> Your goal
Only the count is expected: the number of lines below that contain "sneaker".

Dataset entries
□ □ □ □ □ □ □

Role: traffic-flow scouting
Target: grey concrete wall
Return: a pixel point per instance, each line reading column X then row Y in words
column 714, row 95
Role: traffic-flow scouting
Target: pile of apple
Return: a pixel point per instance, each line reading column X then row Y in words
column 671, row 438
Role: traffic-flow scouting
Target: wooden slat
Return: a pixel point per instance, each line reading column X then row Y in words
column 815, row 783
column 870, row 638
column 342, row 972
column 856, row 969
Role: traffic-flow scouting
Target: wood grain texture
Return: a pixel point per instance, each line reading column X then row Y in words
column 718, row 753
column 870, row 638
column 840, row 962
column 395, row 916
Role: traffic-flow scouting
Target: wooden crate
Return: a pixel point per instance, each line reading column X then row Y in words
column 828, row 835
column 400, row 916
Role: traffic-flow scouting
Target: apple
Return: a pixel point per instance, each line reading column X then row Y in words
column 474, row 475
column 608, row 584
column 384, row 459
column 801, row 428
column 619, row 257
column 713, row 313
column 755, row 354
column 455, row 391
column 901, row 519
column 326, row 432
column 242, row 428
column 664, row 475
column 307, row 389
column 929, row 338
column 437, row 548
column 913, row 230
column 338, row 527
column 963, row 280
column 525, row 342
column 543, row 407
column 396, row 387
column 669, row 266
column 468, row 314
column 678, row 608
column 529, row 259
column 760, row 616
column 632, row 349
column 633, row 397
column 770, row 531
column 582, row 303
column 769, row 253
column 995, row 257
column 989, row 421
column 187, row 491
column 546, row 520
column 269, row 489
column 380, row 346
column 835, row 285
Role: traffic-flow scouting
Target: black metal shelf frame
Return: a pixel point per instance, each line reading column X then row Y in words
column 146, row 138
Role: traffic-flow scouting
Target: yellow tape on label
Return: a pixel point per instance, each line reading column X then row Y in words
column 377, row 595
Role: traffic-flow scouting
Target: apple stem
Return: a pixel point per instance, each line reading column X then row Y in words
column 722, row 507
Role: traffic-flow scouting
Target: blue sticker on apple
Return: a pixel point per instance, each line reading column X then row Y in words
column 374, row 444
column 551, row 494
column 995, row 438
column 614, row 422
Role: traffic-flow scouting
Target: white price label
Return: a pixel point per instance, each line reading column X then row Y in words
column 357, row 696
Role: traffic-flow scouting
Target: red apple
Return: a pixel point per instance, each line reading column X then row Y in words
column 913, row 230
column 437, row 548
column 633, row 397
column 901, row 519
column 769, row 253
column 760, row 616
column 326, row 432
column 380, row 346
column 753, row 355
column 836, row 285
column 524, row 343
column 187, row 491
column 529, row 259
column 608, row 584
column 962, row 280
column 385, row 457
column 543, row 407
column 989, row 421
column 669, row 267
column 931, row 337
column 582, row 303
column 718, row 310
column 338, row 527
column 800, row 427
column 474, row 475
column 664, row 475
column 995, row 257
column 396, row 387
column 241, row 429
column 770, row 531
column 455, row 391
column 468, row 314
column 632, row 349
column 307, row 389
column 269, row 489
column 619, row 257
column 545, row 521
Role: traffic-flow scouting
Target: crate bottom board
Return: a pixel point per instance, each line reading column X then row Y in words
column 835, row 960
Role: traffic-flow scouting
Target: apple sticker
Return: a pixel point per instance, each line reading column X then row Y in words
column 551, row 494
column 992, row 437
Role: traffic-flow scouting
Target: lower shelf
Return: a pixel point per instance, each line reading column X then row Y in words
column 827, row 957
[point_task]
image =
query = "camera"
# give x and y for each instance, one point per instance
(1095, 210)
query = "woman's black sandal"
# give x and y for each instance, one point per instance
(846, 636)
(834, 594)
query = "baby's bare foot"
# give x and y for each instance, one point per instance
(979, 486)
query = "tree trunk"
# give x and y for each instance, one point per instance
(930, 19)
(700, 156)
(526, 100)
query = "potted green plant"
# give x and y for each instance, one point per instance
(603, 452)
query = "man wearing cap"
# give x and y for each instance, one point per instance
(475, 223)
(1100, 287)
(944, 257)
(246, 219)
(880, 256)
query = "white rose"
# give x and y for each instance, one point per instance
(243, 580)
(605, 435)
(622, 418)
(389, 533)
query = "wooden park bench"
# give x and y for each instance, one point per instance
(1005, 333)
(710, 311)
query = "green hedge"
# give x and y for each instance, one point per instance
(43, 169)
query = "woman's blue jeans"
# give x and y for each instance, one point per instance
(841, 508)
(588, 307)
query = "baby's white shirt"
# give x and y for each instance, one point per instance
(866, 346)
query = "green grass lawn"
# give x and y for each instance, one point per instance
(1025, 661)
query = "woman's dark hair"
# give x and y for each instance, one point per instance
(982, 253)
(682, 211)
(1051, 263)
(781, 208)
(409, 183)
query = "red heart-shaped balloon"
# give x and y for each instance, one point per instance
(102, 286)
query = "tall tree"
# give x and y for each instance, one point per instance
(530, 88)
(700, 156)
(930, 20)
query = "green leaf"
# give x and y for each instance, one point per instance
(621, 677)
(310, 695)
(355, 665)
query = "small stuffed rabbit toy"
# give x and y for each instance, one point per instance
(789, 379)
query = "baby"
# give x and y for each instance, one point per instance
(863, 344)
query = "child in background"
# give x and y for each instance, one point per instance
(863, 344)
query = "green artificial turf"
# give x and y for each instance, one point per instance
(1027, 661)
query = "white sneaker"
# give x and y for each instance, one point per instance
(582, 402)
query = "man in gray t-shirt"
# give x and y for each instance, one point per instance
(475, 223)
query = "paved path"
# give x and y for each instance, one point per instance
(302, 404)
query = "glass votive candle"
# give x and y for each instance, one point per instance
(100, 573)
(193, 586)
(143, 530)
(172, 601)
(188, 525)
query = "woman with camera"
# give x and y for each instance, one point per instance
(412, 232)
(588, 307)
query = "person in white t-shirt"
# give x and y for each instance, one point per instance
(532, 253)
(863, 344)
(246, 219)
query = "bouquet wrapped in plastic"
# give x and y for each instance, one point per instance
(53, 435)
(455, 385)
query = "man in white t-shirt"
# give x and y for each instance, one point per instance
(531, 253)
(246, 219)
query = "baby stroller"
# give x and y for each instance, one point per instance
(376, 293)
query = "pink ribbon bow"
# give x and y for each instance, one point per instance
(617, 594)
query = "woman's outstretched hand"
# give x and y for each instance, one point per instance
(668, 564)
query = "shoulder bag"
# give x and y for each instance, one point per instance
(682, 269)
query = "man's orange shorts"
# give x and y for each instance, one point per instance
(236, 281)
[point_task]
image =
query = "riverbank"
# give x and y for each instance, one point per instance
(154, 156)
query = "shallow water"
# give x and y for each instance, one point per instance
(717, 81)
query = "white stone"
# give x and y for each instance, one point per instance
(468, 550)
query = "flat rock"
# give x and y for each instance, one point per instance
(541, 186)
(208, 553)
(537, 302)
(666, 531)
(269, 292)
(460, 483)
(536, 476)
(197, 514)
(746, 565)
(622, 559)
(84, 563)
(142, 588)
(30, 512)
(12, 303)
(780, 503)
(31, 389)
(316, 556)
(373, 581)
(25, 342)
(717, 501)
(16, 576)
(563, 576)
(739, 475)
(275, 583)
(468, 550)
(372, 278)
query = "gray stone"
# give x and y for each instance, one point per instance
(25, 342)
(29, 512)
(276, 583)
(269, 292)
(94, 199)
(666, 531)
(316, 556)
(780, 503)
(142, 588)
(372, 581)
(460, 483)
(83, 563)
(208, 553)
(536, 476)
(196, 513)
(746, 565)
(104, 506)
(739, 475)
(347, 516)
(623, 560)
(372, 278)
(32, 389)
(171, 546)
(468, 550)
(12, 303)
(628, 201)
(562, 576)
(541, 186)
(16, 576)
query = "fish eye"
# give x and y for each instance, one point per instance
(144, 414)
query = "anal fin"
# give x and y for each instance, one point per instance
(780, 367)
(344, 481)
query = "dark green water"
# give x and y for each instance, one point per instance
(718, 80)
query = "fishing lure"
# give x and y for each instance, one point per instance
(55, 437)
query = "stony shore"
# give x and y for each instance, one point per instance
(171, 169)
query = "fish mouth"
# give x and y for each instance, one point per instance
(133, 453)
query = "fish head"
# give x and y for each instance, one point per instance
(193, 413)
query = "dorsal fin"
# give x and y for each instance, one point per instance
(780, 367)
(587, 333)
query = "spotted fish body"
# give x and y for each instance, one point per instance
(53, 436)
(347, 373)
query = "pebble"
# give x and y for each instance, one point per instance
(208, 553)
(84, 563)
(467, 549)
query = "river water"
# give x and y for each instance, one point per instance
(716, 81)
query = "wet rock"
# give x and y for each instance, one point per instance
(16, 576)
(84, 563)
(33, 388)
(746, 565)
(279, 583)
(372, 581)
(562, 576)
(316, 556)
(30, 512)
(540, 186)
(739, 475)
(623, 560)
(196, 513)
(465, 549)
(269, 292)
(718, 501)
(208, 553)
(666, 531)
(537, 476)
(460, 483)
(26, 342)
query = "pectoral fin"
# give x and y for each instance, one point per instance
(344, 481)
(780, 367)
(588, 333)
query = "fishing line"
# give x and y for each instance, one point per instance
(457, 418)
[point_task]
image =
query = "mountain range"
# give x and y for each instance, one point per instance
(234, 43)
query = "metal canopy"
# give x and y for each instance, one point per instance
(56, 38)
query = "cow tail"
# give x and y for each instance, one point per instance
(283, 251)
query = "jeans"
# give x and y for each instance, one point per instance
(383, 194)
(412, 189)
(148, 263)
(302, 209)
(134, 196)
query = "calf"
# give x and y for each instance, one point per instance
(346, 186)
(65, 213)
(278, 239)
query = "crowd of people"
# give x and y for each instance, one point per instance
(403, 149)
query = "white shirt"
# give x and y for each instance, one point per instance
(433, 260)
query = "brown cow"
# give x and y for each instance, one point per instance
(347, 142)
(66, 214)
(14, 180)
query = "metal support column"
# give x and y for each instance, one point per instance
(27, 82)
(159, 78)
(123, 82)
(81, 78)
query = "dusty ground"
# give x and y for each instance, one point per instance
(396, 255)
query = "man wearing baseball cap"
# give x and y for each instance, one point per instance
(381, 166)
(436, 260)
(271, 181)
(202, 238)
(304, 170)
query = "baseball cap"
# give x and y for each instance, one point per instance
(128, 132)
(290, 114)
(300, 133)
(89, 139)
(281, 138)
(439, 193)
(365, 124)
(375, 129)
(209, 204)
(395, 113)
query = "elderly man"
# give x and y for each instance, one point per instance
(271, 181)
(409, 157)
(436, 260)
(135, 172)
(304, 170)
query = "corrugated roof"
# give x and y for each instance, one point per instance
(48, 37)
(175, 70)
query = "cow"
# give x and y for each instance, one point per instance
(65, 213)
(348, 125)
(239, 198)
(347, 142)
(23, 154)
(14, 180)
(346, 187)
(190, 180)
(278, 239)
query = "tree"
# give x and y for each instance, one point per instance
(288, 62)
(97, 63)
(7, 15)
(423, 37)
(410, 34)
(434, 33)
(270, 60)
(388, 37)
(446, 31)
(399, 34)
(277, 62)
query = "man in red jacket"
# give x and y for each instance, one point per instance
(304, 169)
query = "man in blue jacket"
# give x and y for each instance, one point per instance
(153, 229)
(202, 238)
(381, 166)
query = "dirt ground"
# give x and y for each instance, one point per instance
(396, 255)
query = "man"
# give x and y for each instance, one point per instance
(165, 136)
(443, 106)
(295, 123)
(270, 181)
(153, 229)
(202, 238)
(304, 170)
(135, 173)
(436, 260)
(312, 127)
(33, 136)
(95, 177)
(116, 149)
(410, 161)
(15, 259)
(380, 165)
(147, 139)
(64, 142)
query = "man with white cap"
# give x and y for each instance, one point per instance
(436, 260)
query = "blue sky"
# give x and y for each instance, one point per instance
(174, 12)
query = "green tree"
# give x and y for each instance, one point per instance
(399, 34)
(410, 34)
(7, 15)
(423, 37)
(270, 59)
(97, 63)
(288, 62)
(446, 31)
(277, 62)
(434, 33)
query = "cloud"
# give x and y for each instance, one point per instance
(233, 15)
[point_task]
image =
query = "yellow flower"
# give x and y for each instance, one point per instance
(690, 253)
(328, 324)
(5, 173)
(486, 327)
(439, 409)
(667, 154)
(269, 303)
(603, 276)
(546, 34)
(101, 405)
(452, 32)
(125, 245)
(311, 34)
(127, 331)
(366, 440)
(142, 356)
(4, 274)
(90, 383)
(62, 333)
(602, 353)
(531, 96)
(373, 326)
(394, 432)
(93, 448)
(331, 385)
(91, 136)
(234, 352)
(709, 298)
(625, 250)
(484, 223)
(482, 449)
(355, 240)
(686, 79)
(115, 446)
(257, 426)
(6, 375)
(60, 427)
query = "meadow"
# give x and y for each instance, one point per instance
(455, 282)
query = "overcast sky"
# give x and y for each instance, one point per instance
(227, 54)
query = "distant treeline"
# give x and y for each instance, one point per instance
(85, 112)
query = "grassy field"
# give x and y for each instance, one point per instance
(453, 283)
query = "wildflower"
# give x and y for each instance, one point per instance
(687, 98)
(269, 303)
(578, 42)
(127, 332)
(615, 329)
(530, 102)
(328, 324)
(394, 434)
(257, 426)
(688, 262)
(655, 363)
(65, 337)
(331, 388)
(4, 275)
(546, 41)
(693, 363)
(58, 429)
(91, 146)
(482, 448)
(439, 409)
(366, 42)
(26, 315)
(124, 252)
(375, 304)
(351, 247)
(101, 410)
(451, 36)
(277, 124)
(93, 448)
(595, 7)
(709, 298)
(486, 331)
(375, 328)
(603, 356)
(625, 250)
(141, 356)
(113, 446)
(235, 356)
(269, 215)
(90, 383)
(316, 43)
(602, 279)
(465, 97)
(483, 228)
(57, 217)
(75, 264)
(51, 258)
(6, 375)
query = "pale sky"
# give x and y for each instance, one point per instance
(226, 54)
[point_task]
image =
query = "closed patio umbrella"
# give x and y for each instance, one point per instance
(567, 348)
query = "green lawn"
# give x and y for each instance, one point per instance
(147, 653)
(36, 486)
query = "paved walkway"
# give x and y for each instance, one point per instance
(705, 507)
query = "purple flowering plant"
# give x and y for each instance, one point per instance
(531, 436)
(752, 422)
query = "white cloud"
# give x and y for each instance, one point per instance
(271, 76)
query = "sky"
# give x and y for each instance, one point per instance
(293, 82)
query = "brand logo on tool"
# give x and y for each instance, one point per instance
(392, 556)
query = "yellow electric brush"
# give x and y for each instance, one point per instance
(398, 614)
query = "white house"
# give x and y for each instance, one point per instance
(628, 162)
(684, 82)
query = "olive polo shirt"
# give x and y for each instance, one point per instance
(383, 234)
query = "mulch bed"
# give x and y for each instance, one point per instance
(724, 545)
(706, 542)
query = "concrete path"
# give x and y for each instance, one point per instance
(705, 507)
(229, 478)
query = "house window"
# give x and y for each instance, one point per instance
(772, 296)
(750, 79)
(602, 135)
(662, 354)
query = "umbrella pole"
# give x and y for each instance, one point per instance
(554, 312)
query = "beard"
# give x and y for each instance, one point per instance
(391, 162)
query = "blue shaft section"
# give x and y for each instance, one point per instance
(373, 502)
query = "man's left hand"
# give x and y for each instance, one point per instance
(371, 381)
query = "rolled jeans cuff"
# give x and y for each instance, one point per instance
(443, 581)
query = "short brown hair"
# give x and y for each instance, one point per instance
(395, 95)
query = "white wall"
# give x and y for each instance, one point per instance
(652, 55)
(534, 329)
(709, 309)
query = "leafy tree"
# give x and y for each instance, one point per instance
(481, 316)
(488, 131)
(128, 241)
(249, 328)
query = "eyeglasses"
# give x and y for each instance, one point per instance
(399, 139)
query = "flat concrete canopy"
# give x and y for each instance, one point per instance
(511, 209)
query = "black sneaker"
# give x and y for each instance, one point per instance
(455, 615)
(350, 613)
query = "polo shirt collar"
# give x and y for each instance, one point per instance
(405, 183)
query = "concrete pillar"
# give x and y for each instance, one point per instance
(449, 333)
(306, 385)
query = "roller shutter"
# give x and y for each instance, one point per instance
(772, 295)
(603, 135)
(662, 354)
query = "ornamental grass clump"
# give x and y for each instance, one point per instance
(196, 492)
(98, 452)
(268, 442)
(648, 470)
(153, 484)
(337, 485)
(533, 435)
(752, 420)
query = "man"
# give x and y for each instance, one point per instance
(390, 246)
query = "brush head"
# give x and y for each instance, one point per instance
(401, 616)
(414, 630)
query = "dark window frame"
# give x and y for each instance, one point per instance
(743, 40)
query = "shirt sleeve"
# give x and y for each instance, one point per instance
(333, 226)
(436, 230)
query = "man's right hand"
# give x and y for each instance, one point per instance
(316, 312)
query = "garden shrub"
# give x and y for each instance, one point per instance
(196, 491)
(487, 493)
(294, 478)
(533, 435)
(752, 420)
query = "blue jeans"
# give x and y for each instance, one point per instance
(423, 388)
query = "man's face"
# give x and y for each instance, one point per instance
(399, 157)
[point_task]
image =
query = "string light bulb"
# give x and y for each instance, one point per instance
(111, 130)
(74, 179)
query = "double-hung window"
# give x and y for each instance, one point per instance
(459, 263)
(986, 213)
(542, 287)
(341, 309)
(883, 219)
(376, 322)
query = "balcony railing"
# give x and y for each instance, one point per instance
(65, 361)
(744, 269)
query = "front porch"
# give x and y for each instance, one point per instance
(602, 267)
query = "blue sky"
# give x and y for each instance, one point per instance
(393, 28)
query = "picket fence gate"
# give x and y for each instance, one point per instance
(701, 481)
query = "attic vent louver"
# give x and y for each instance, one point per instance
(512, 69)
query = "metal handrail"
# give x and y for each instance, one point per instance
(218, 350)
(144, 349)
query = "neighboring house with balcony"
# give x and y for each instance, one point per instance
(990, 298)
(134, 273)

□ □ □ □ □ □ □

> Task answer
2